> AIM OF THE TASK
Locate "If you could pick out the white interior" in the listing below, then output the line holding it and every line after it, exactly and with nothing else.

> THE INPUT
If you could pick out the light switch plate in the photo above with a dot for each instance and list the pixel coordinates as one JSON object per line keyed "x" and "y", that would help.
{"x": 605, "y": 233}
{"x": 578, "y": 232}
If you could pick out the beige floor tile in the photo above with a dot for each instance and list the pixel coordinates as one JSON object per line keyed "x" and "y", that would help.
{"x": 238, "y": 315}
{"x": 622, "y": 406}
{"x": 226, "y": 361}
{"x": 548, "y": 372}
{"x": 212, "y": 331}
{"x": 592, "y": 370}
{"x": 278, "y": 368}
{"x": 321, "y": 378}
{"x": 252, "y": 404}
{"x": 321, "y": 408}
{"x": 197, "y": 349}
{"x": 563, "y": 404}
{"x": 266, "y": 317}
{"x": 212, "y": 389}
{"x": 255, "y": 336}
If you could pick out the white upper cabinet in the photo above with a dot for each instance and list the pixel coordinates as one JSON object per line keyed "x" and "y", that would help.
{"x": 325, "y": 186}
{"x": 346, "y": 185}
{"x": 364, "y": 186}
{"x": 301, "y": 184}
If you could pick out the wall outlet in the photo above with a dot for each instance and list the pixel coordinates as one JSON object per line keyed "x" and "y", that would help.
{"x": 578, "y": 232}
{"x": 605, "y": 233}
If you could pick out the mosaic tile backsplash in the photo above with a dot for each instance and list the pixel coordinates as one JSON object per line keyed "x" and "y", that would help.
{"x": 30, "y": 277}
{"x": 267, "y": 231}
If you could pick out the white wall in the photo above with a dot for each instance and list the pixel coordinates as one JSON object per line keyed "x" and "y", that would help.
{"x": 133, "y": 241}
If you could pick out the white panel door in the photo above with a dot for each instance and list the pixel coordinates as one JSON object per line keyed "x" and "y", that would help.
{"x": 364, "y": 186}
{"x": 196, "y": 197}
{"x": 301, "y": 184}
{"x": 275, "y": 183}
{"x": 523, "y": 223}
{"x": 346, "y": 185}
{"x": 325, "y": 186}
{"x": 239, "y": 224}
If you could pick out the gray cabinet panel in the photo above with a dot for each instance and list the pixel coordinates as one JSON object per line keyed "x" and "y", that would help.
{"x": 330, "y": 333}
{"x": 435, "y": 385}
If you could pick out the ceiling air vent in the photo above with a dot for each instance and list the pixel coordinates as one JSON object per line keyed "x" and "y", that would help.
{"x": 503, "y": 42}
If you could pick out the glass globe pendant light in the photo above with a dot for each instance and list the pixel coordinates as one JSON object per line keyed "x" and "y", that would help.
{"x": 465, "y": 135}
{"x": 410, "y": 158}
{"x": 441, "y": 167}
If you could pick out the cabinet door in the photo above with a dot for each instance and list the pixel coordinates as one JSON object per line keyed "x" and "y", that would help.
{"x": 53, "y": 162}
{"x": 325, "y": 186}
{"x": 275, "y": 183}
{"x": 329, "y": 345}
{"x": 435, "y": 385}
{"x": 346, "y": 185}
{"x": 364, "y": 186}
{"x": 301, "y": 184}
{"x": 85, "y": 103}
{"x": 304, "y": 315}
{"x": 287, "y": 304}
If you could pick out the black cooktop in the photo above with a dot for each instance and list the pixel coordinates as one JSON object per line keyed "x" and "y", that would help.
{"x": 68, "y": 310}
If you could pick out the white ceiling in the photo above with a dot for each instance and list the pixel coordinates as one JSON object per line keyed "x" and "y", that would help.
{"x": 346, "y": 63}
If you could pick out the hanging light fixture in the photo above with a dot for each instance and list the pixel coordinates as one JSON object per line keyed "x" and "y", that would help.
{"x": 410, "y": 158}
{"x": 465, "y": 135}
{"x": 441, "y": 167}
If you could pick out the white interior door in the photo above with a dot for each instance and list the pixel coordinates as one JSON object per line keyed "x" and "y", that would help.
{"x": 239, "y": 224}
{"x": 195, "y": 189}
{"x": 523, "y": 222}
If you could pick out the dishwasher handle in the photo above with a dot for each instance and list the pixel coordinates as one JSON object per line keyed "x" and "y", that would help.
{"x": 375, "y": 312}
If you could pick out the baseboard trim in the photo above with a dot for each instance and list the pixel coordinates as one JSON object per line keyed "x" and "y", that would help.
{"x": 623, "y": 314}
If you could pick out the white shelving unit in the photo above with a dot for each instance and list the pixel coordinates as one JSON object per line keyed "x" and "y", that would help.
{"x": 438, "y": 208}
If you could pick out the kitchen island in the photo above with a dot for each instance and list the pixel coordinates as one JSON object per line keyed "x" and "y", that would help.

> THE COMPLETED TASK
If you could pick out the white interior door in the photo above with a dot for each instance and list the pixel coordinates as one JSON object per line keyed "x" and "y", that would help.
{"x": 239, "y": 224}
{"x": 195, "y": 189}
{"x": 523, "y": 222}
If you could pick out the dishwasher handle in the photo above with a dot for each instance and list the pixel coordinates as one JSON object per line keyed "x" and "y", that would help.
{"x": 375, "y": 312}
If you could pick out the baseboard trim in the photo above with a dot for each instance and list the pixel coordinates as one JSON object per line keyed "x" and "y", that would help.
{"x": 623, "y": 314}
If you could pick out the white shelving unit in the photo above with a dot for each instance and list the pixel coordinates as one JSON object per line keyed "x" and "y", that would help.
{"x": 438, "y": 208}
If you could pick out the kitchen island in the photo above with a dot for each instance and list the pixel coordinates as one JSON object per line keyed "x" and "y", that would help.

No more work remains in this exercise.